━━━━━ Document text ━━━━━
Base salary represents the fixed portion of the compensation of our Named Executive Officers. We use base salaries to attract and retain highly qualified individuals to help us manage our business and achieve our annual and long-term performance objectives. Generally, we establish the initial base salaries of our Named Executive Officers through arm’s-length negotiation at the time we hire or promote an individual, considering his or her position, qualifications, experience and the base salaries of our other executive officers. Thereafter, the human capital committee reviews the base salaries of our executive officers from time to time and makes adjustments as it deems necessary or appropriate.

In 2020, Named Executive Officer base salary increases were based on individual performance and responsibilities. Overall, these salary amounts align with the tenure and performance of the executives and are validated through the market competitiveness study. Effective April 1, 2020, Mr. Evans’s annual base salary was increased from $324,925 to $334,672. There were no changes to the base salary of our other Named Executive Officers in 2020. Effective January 1, 2021, Mr. Flanagan's base salary was increased from $895,000 to $1,000,000 and Mr. Long’s base salary was increased from $460,000 to $500,000. Effective April 1, 2021, Ms. Wilson's base salary was increased from $465,000 to $500,000.
━━━━━ Given information ━━━━━
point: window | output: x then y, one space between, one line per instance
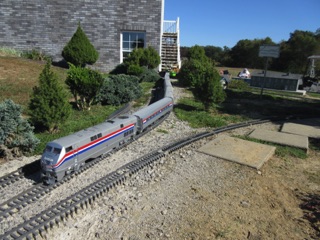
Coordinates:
━━━━━
#### Activity
Answer these from the executive base salary text:
(a) Which committee reviews executive officers' base salaries after they are first set?
(b) What did Mr. Evans's annual base salary become effective April 1, 2020?
(c) What was Ms. Wilson's base salary before her April 1, 2021 increase?

#### Your response
(a) The human capital committee
(b) $334,672
(c) $465,000